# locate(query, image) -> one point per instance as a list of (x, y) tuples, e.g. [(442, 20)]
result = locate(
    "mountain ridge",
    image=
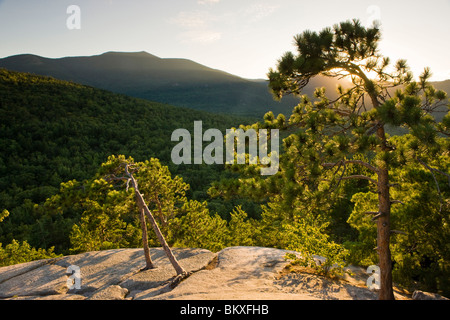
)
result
[(174, 81)]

◆ Task instructions: In the data, change "mountain ridge" to "rocky ridge" and reproduce everything else unchanged, omitting the pictures.

◆ Exercise response:
# locate(query, image) -> one point per instance as a list of (x, y) tuples, e.g. [(442, 20)]
result = locate(
    "rocky ridge",
    image=
)
result
[(174, 81)]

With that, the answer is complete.